INPUT RECORDS »
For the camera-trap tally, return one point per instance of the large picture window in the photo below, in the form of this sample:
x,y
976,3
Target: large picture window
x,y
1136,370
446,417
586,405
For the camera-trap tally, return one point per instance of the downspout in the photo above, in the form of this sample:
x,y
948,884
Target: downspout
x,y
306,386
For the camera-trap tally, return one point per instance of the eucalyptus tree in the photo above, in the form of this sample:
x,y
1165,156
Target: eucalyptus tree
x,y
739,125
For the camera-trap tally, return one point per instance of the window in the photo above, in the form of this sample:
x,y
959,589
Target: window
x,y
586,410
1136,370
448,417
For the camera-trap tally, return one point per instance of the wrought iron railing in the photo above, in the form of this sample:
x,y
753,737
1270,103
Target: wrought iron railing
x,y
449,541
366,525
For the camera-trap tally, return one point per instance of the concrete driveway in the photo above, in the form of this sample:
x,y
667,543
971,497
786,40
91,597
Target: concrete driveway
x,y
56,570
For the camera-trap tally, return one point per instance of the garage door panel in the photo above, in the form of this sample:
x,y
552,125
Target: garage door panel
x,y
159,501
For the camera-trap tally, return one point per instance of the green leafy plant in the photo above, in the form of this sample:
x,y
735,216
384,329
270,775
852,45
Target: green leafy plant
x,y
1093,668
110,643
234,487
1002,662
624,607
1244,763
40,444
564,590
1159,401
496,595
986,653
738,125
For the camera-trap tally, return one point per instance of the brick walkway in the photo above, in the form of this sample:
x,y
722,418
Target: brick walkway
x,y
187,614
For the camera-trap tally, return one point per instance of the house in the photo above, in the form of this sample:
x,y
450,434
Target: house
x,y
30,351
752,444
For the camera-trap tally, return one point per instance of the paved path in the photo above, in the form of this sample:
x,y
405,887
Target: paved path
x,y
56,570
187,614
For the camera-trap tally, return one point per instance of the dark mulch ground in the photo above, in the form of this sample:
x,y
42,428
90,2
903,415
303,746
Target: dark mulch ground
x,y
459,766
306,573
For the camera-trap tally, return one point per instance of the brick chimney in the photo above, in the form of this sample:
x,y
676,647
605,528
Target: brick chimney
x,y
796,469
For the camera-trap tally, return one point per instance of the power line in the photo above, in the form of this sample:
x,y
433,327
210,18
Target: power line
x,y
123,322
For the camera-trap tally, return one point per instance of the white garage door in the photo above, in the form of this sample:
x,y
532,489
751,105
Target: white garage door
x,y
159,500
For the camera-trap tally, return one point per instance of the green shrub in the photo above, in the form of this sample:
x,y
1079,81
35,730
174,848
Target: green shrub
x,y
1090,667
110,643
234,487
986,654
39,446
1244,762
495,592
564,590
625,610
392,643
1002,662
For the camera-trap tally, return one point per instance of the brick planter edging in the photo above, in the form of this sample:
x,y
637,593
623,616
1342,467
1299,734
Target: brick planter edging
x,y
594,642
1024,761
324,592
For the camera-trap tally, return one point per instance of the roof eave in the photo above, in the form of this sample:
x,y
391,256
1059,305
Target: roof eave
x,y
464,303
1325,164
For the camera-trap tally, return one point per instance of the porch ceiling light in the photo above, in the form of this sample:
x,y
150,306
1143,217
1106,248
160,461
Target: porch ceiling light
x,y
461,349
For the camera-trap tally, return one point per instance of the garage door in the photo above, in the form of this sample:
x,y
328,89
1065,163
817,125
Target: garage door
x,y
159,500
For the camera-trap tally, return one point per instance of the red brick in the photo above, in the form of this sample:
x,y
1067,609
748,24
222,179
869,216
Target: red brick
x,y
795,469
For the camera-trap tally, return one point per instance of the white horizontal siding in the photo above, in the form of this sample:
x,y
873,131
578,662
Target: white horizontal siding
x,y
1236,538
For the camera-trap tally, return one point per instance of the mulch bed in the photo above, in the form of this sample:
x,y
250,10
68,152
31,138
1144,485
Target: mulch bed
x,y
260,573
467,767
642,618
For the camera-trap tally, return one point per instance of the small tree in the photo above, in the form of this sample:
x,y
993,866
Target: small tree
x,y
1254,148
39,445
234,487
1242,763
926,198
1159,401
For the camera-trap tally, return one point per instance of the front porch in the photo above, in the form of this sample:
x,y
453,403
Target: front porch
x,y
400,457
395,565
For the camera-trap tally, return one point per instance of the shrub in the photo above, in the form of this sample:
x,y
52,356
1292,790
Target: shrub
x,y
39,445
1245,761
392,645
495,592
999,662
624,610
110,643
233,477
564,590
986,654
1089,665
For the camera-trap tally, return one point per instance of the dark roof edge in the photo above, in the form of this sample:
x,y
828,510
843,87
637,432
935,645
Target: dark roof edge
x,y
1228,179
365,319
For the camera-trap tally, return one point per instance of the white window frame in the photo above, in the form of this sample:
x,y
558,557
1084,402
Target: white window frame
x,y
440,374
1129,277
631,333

STATED TASK » Print the material verbatim, all of it.

THE COMPLETED TASK »
For the camera-trap tally, return one point per instance of the large picture window in the photo below, in the form of this sample:
x,y
976,3
Target: large picture window
x,y
1136,370
446,417
586,405
For the camera-trap tally, return one point per instance of the downspout in the photo above, in the form of this sample:
x,y
948,884
Target: downspout
x,y
306,386
For the camera-trap tally, return one point per instance of the eucalyptus tree in the photo above, in the form of this sample:
x,y
1165,156
Target: eucalyptus tree
x,y
739,125
For the camera-trap tally, return one point per instance of the window in the photo above, in the form of this sample:
x,y
959,589
Target: window
x,y
586,410
1136,370
448,417
For the camera-trap tally, return one point per instance of the wrought iron railing in the photo above, in the form of this sample:
x,y
753,737
1270,103
Target: wrought iron railing
x,y
449,541
366,525
For the camera-trap tally, return one point per instance of the concrete driveway in the photo above, in the form of this sample:
x,y
667,543
971,497
786,40
91,597
Target: concrete driveway
x,y
56,570
For the camera-trap tally, return one point per instance of the garage door panel in the photo above, in the form of this sample:
x,y
552,125
Target: garage door panel
x,y
159,501
For the camera-trap tally, return one point per instance of the green leafy plant in the photo above, in the form of this sample:
x,y
735,216
384,329
270,775
852,45
Target: green leafy plant
x,y
1093,668
110,643
234,487
1002,662
624,607
1244,763
40,444
564,590
1159,401
496,595
986,653
738,125
For the camera-trap tally, return one point per instance of the brick walkway in the photo above, in the form of this sample:
x,y
722,418
Target: brick walkway
x,y
187,614
For the camera-trap tally, return one point per instance of the house in the photo above, in the form of this sample:
x,y
450,434
Target: house
x,y
30,351
752,444
For the camera-trap tally, return one point per instance of the paved path in the photo above, in the form of this sample:
x,y
405,887
Target: paved path
x,y
56,570
187,614
For the camera-trap tally, return one point per instance of the dark mulch ground in the photo above, in the form of this sample:
x,y
42,428
90,2
903,415
303,746
Target: dark mulch ground
x,y
459,766
306,573
For the camera-trap tally, return one point per instance of the brick chimney in the photo above, in the form of this sample:
x,y
676,647
605,528
Target: brick chimney
x,y
796,469
For the camera-trap tally, return one point per instance of the power line in the photo above, in the form of this sample:
x,y
433,327
210,18
Target: power line
x,y
123,322
For the camera-trap tally, return one point per instance of the white garage door in the photo above, in the form of this sample:
x,y
532,489
751,105
Target: white garage door
x,y
159,500
For the camera-trap tally, return one point per instance of the green shrub in the photo above, in the form of this sample:
x,y
1079,81
35,730
174,848
Target: green shrub
x,y
1090,667
110,643
234,487
986,654
39,446
1244,762
495,592
564,590
625,610
392,643
1002,662
For the camera-trap tally, return one point per instance of the brick planter edging in the photo above, in the form of this sample:
x,y
637,593
623,616
1342,467
1299,734
Target: brick planter edging
x,y
594,642
1024,761
324,592
For the camera-trap tally, return one point per instance of the roof eave in the photo above, in the form of this sample:
x,y
391,256
1059,305
Target: roof eave
x,y
464,303
1325,164
For the camera-trap tally, return one point per instance of the porch ceiling light in the photo above, in the form of this sample:
x,y
150,306
1143,217
1106,248
160,461
Target: porch ceiling light
x,y
461,349
For the camera-trap tally, return one point per instance of the garage door in the photo above, in the form of this sample:
x,y
328,89
1065,163
817,125
Target: garage door
x,y
159,500
For the camera-trap tally, return one point per instance of the red brick in the photo above, in the form of this sample:
x,y
1067,609
748,24
222,179
869,216
Target: red brick
x,y
795,469
For the camera-trap tally, return one point per instance of the white horizontal siding in the photo above, in the form of this sample:
x,y
873,131
578,662
Target: white horizontal siding
x,y
1236,538
For the camera-trap tally, return one point per instance of the mulch bed in the photo above, in the form of this sample:
x,y
250,10
68,152
31,138
1144,485
Target: mulch bed
x,y
260,573
467,767
642,618
For the camera-trap tally, return one point per instance of the small tree in the photo above, in the form of this sample:
x,y
993,866
Target: small tree
x,y
1254,148
39,445
234,487
1242,763
926,198
1159,401
For the camera-trap tally, return one point per instance of the front porch in the photo above, in the form of this sample:
x,y
453,403
Target: front porch
x,y
400,457
395,565
For the camera-trap tally, return one point per instance of the shrub in the photo above, in the form of this sample:
x,y
52,356
1292,790
Target: shrub
x,y
39,445
1245,761
392,645
495,592
999,662
624,610
110,643
233,477
564,590
986,654
1089,665
For the camera-trap tally, return one point per instance of the dark roof edge in the photo above, in the form of this sample:
x,y
828,510
843,87
637,432
935,645
Target: dark roof edge
x,y
1228,179
365,319
For the camera-trap tally, return one point per instance of the white window frame in the photo above, in the form of this sample:
x,y
558,557
1084,402
Target: white window frame
x,y
440,374
1129,277
631,333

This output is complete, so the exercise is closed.